─── Dataset rows ───

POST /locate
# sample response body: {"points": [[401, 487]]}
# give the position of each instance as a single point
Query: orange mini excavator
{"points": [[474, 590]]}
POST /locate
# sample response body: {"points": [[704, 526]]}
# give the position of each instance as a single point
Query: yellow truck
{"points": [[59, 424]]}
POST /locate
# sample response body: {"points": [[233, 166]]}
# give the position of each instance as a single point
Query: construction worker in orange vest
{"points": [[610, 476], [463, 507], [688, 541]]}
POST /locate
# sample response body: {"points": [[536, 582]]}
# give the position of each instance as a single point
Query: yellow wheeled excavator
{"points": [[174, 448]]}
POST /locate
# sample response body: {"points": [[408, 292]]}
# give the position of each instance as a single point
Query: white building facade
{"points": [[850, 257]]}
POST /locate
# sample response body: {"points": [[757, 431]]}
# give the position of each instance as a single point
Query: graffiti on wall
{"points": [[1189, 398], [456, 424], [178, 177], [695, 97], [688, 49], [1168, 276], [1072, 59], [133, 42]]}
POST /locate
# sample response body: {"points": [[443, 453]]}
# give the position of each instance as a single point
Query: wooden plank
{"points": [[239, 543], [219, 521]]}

───

## Given request
Extract all the entries word for word.

## Output for this exercise
POST /locate
# sample response body: {"points": [[401, 487]]}
# give the position of each instance as a single point
Query: orange mini excavator
{"points": [[474, 590]]}
POST /locate
# sample response body: {"points": [[704, 526]]}
# give the position of each instance as a single point
Query: yellow truck
{"points": [[59, 424]]}
POST /locate
# sample response body: {"points": [[233, 166]]}
# give the position of each instance as a single point
Query: construction worker in orange vest
{"points": [[610, 476], [463, 507], [688, 541]]}
POST /locate
# sample response body: {"points": [[536, 582]]}
# give the position of each instance as a single point
Query: yellow wheeled excavator
{"points": [[174, 448]]}
POST /locate
# sample response body: {"points": [[408, 292]]}
# give the position of each instance as a single point
Query: white building facade
{"points": [[850, 257]]}
POST /locate
# sample response body: {"points": [[757, 431]]}
# give the position of each instance as a single point
Query: graffiti on wall
{"points": [[1189, 398], [456, 424], [178, 177], [695, 97], [688, 49], [1168, 276], [1072, 59], [133, 42]]}
POST /locate
# sample response body: {"points": [[443, 453]]}
# give the position of each instance as a single point
Query: wooden plank
{"points": [[239, 543], [219, 521]]}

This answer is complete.